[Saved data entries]
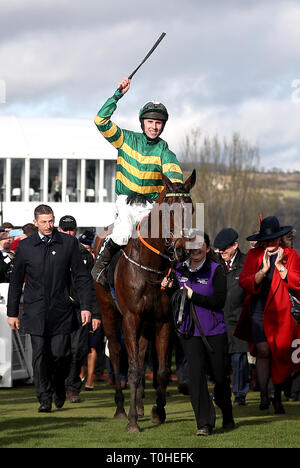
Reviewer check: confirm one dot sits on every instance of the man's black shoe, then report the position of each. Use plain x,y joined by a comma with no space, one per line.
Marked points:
204,431
59,399
228,424
45,407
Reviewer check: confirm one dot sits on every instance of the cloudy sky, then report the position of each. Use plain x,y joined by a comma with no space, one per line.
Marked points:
224,66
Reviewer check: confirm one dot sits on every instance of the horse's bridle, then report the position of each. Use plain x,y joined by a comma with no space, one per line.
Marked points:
170,245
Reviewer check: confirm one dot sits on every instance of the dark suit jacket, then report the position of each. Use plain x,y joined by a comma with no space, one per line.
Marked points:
46,270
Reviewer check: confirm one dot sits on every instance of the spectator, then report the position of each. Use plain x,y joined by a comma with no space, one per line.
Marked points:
227,244
79,337
46,259
205,339
16,235
269,273
6,257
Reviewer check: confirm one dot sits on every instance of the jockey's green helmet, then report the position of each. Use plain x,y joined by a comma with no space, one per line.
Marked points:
155,111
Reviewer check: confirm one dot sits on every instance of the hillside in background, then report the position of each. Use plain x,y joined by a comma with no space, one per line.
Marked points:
237,199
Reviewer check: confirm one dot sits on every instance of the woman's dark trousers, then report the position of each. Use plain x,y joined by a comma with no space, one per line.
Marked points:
201,363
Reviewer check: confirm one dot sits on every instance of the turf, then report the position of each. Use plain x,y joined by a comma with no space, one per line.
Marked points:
90,424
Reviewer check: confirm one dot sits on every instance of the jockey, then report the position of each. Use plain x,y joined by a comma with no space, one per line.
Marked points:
142,157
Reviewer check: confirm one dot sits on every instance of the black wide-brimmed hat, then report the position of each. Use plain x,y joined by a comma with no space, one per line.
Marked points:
270,229
225,238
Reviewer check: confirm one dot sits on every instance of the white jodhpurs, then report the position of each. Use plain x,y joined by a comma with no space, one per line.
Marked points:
127,218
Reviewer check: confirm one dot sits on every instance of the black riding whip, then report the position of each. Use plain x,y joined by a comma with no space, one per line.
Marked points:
146,57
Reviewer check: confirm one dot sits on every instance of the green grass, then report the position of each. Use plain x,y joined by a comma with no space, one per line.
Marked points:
90,424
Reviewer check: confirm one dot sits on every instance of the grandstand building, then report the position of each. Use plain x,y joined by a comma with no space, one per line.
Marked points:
34,152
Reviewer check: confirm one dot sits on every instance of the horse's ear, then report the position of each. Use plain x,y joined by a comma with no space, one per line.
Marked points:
167,183
190,182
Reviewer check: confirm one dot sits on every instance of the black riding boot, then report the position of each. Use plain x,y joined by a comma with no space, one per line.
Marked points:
99,271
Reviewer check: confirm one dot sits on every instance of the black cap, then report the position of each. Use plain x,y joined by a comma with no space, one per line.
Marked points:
67,223
225,238
87,237
270,229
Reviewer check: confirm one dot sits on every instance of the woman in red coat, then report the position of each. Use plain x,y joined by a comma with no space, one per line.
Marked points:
269,273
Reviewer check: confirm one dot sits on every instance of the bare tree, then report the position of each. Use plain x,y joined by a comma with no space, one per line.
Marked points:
229,183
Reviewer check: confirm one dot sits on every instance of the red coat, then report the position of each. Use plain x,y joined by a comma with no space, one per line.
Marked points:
280,327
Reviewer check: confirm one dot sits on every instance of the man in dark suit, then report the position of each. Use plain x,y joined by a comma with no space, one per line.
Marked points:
233,259
45,261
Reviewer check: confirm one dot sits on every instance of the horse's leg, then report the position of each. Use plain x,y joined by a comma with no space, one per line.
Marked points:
111,326
131,325
162,341
143,346
114,352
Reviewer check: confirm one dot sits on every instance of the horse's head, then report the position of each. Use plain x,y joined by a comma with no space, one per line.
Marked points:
173,210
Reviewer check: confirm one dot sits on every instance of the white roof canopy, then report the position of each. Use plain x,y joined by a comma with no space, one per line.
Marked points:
52,138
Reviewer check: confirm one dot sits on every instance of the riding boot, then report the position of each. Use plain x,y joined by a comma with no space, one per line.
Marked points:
99,271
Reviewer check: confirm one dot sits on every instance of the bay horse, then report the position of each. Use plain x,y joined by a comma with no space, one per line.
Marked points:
144,306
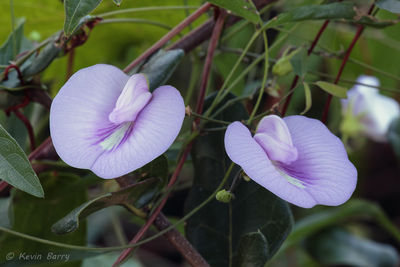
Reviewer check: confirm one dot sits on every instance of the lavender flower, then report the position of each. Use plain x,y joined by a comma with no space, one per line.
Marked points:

**Given exercise**
Produce an exact reproduction of the lines from the line containing "instance of the red" through the last line of the records. Any picture is left out.

**Exercise answer**
Reviewer check: confirm one dot sits on every instance of the red coat, then report the position of each. Use plain x,y joined by a comma with no space, one per line.
Marked points:
280,327
Reviewer check: confirm one dot sits on every instance of the man in dark suit, then report the position of each. Use plain x,y joined by a comma with no space, one per line.
Marked points:
233,259
45,261
Reviewer check: confirm one dot sits on every instance of the horse's leg, then report the position of each. Use plain x,y joined by a comma with no space, one per line.
Marked points:
111,326
131,325
162,341
143,346
114,352
Reviewer check: confirm one dot sits on every instance of the horse's head, then report the position of each. Use plain x,y joined by a comma with no space, one per line.
Marked points:
173,210
Reviewer check: confirm one dot sits on every instance of the white roof canopy, then report the position of each. Use plain x,y joined by a comma with no space, one per line.
Marked points:
52,138
Reviewer check: confirm one dot sits on every instance of the riding boot, then report the position of each. Use plain x,y joined by a comma with no space, one per line.
Marked points:
99,271
Reviewer check: confirm one dot sits on every instance of the bay horse, then report the position of each. Use plain x,y joined by a comma with no space, one per line.
Marked points:
144,306
Reviewer check: confirm one dot sits on every instance of the lavender flower, then report the position of each. Use plain x,y joined by a comma with no space, one per line.
Marked points:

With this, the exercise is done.